* _Goal_: Reproduce the data from the line with "Exercise. Identify every instance of the bare" through the end of the data, substituting "occurrence" for every "instance" and keeping everything else unchanged.

::::

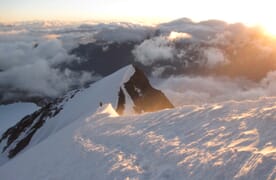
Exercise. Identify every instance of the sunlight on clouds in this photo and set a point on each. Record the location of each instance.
(177, 35)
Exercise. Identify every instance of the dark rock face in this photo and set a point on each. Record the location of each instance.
(144, 96)
(103, 58)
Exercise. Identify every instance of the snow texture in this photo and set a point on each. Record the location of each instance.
(231, 140)
(12, 113)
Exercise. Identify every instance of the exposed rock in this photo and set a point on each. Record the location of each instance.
(145, 98)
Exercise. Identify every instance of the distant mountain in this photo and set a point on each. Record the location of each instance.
(36, 127)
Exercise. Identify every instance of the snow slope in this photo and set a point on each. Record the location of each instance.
(74, 107)
(12, 113)
(231, 140)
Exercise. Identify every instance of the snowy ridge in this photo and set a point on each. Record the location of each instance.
(38, 126)
(232, 140)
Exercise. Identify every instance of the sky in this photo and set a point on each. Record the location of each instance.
(251, 12)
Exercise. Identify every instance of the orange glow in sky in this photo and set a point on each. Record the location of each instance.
(250, 12)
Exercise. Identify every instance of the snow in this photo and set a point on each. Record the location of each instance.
(84, 103)
(230, 140)
(12, 113)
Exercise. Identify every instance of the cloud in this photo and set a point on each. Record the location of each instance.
(201, 89)
(155, 49)
(34, 66)
(214, 57)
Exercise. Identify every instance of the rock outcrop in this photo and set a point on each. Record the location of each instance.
(145, 98)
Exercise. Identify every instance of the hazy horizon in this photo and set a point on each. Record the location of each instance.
(247, 12)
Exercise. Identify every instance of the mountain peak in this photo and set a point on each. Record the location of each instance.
(138, 93)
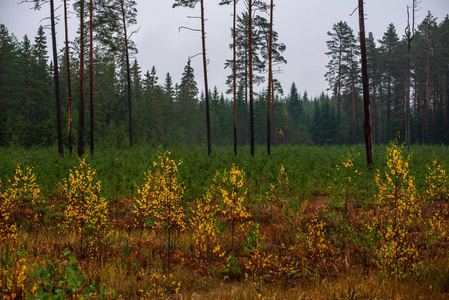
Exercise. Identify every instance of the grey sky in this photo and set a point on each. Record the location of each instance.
(302, 25)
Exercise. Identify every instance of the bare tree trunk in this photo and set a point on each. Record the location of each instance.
(426, 108)
(235, 78)
(339, 96)
(273, 119)
(365, 82)
(128, 75)
(69, 79)
(354, 126)
(203, 38)
(407, 96)
(246, 100)
(251, 96)
(56, 75)
(1, 82)
(382, 135)
(81, 90)
(27, 94)
(388, 103)
(446, 108)
(375, 131)
(270, 79)
(91, 77)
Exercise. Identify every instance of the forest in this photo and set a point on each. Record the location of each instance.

::::

* _Answer for this exercise_:
Exercise. Identify every occurrence of the bare tree trunk in this photo and set a point on each. Record the location of each occurrence.
(426, 108)
(235, 78)
(339, 96)
(273, 119)
(365, 82)
(128, 75)
(69, 79)
(354, 126)
(203, 38)
(407, 96)
(246, 100)
(251, 96)
(56, 75)
(1, 82)
(382, 135)
(81, 90)
(27, 94)
(388, 103)
(446, 108)
(375, 131)
(270, 79)
(91, 77)
Exercise. Identify every occurrence of the forest in this photo and set a point on each. Record the location of each occurrence.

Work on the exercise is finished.